### [YOUR INSTRUCTIONS]
Please write the next part of the focused ultrasound article below, picking up after its final sentence.

### [EXTRACT PROVIDED]
Advances in Focused Ultrasound Technology: Promising New Treatments for Cancer, Alzheimer's and Rare Brain Diseases

Sending low-intensity pulses of focused ultrasound can temporarily open the blood-brain barrier, offering new therapeutic possibilities. (File)

Sound waves beyond human hearing thresholds are commonly utilized in medical applications. These ultrasound waves serve as valuable diagnostic and monitoring tools, and also provide our first glimpses of developing fetuses.

Recent advancements in ultrasound technology now present promising treatment options for patients with cancer, Alzheimer's, and various other conditions.

As a biomedical engineer specializing in focused ultrasound research, I study how concentrated sound energy can be precisely calibrated to treat diverse medical conditions. This technology has experienced remarkable clinical growth recently, with researchers continuously discovering novel therapeutic applications.

Ultrasound technology operates via probes containing materials that convert electrical currents into vibrations and vice versa. When these waves travel through body tissues, they reflect at tissue boundaries. The probe detects these reflections and transforms them into electrical signals that computers process into detailed tissue images.

Scientists discovered over eight decades ago that focusing ultrasonic waves into a rice grain-sized volume could heat and destroy brain tissue, similar to how a magnifying glass concentrates sunlight. Early researchers began exploring focused ultrasound applications for neurological disorders, pain management, and cancer treatment.

Despite these early discoveries, technical challenges prevented clinical applications. For instance, the skull's absorption of ultrasound energy made it difficult to deliver sufficient energy to damaged brain tissue. Researchers eventually solved this problem by integrating large arrays of ultrasound transducers with detailed skull imaging data, allowing for more precise beam targeting.

Only after recent breakthroughs in imaging technology and acoustic physics has ultrasound's clinical potential been fully realized. Hundreds of clinical trials targeting numerous conditions are completed or ongoing. Particularly successful treatments have emerged for essential tremor, with focused ultrasound therapies now routinely performed globally.

The most exciting applications include enhanced brain drug delivery, cancer immunotherapy stimulation, and treatment of rare central nervous system disorders.

The blood-brain barrier represents evolution's sophisticated defense mechanism, protecting our brain through tightly connected cells lining blood vessels. While this barrier prevents harmful substances from entering the brain, it also blocks therapeutic agents from reaching their targets.

[Photo-based referring expression data]
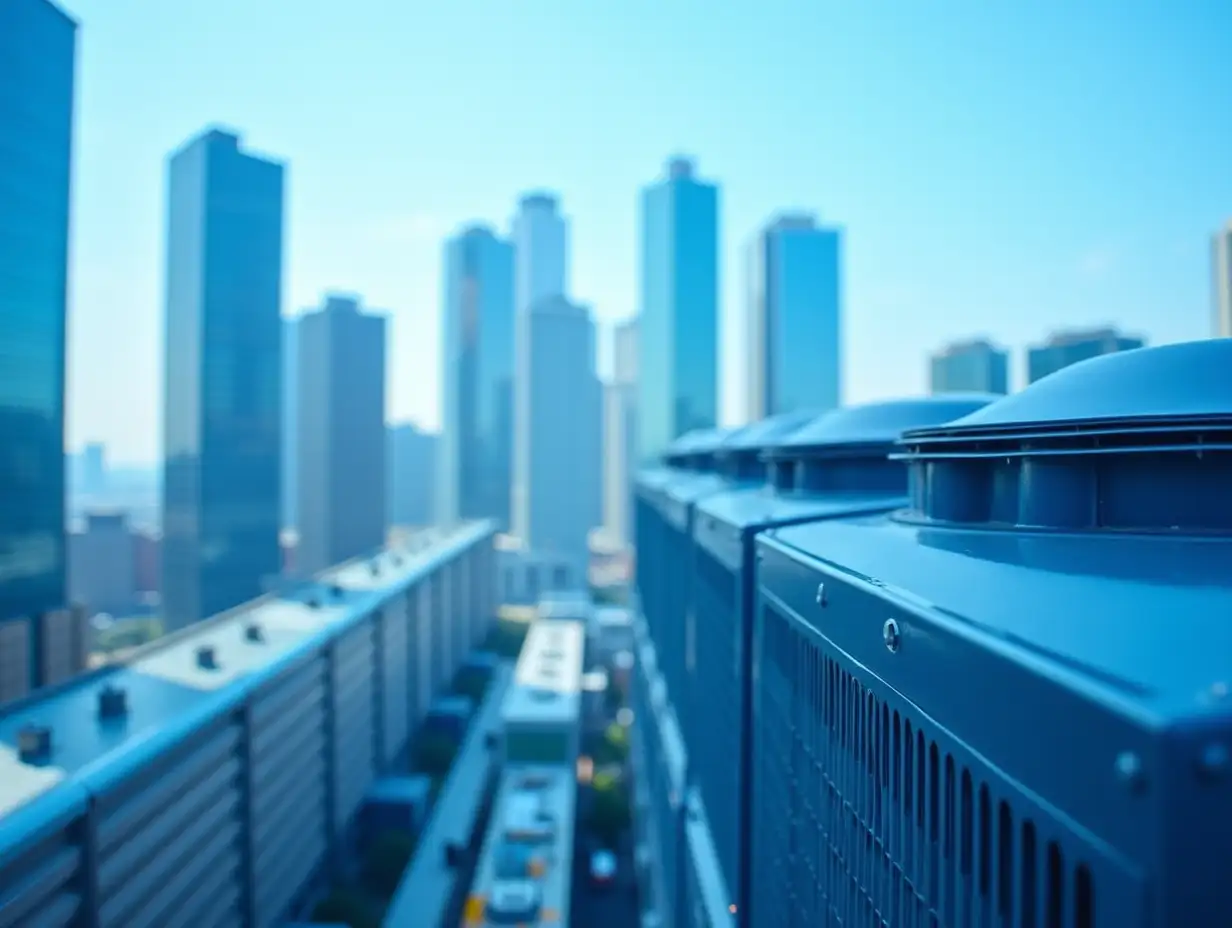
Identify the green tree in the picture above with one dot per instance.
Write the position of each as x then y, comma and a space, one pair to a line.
610, 814
387, 859
345, 906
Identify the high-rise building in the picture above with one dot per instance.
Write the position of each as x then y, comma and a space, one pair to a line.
541, 243
620, 435
558, 471
290, 422
975, 366
795, 318
1066, 348
102, 572
37, 72
412, 475
678, 355
1221, 265
341, 434
223, 378
477, 372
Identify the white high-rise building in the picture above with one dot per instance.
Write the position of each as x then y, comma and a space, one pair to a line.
340, 434
558, 462
620, 435
1222, 279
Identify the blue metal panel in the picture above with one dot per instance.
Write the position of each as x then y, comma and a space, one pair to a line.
168, 841
352, 668
1065, 556
850, 447
287, 751
44, 881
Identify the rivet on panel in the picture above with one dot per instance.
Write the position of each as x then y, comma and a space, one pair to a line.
1130, 772
891, 635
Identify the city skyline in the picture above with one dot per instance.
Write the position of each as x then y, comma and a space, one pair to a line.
1029, 243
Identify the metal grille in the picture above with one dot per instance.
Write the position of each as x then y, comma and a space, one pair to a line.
43, 885
865, 817
716, 747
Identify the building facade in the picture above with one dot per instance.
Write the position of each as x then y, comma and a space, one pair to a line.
37, 73
223, 378
474, 467
290, 422
412, 475
1221, 268
795, 318
975, 366
558, 467
102, 573
341, 434
678, 355
1066, 348
620, 435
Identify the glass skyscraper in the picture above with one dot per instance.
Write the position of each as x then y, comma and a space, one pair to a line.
477, 372
1066, 348
678, 364
37, 61
796, 318
223, 403
973, 366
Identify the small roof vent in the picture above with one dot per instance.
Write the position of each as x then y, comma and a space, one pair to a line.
112, 703
849, 450
33, 743
1132, 441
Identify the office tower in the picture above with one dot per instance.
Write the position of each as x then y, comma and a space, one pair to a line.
94, 467
477, 371
558, 471
341, 434
1221, 254
975, 366
290, 422
1066, 348
102, 566
412, 475
541, 243
678, 362
620, 435
223, 378
37, 57
795, 318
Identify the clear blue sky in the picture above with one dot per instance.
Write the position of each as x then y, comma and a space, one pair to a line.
999, 171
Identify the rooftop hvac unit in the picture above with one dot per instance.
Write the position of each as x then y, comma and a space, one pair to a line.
839, 465
1008, 701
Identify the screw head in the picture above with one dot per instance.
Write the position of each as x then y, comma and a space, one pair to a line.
891, 635
1130, 770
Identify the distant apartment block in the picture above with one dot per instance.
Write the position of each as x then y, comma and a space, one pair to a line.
975, 366
340, 434
795, 318
678, 335
412, 475
477, 370
102, 563
37, 75
1221, 265
557, 477
222, 433
1066, 348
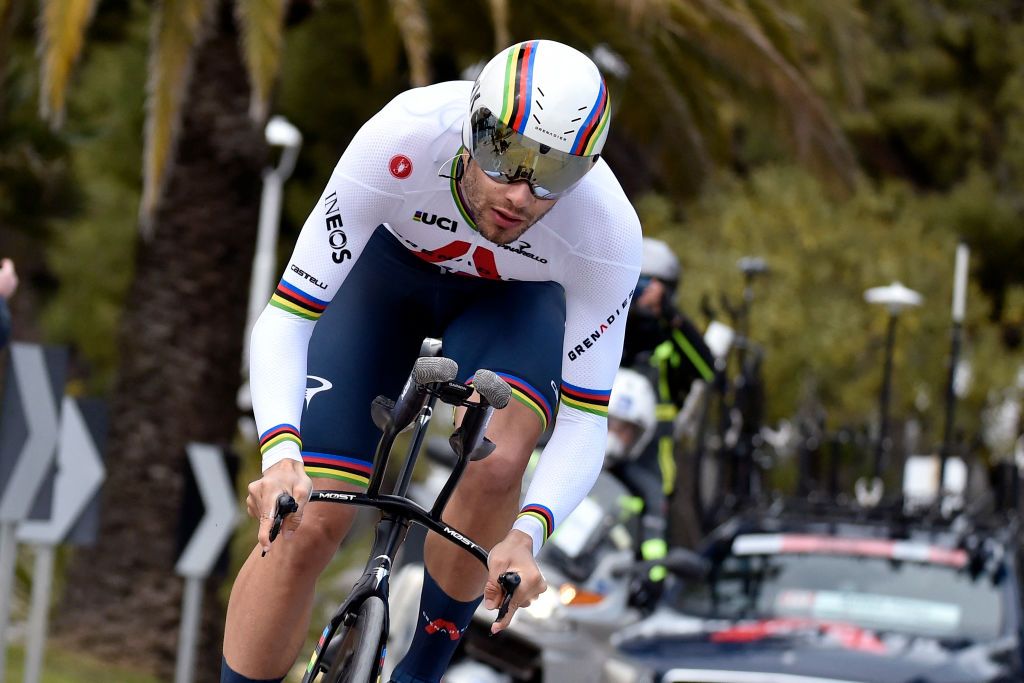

### [ANSWER SECTION]
Pioneering studies from over two decades ago revealed that low-intensity focused ultrasound pulses could temporarily open this barrier by causing blood vessel microbubbles to oscillate, creating tiny pores that allow bloodstream medications to enter brain tissue specifically where ultrasound is applied.

After extensive safety testing and technology refinement, researchers have developed various devices using focused ultrasound to open the blood-brain barrier for treatment. Clinical trials are currently testing these devices for delivering drugs to treat glioblastoma, brain metastases, and Alzheimer's disease.

Simultaneously, significant progress has occurred in gene therapy development for brain diseases. Animal studies demonstrate that focused ultrasound can facilitate delivery of these genetic therapies across the blood-brain barrier, opening possibilities for human trials.

Cancer immunotherapy teaches patients' immune systems to combat disease. However, certain breast cancers, pancreatic cancers, and glioblastomas remain immunologically "cold" and resistant to traditional immunotherapies.

Research shows focused ultrasound can destroy solid tumors in ways that enhance immune system recognition of cancer cells. The technology transforms tumors into debris that flows to lymph nodes, where immune cells encounter it and initiate specific anti-cancer responses.

Inspired by these advances, the University of Virginia established the world's first focused ultrasound immuno-oncology center in 2022, supporting research and advancing promising approaches to clinical application. Currently, researchers are conducting trials combining focused ultrasound with immunotherapy for advanced melanoma patients.

While focused ultrasound research has primarily targeted devastating prevalent diseases like cancer and Alzheimer's, continued development will likely benefit rare disease patients as well.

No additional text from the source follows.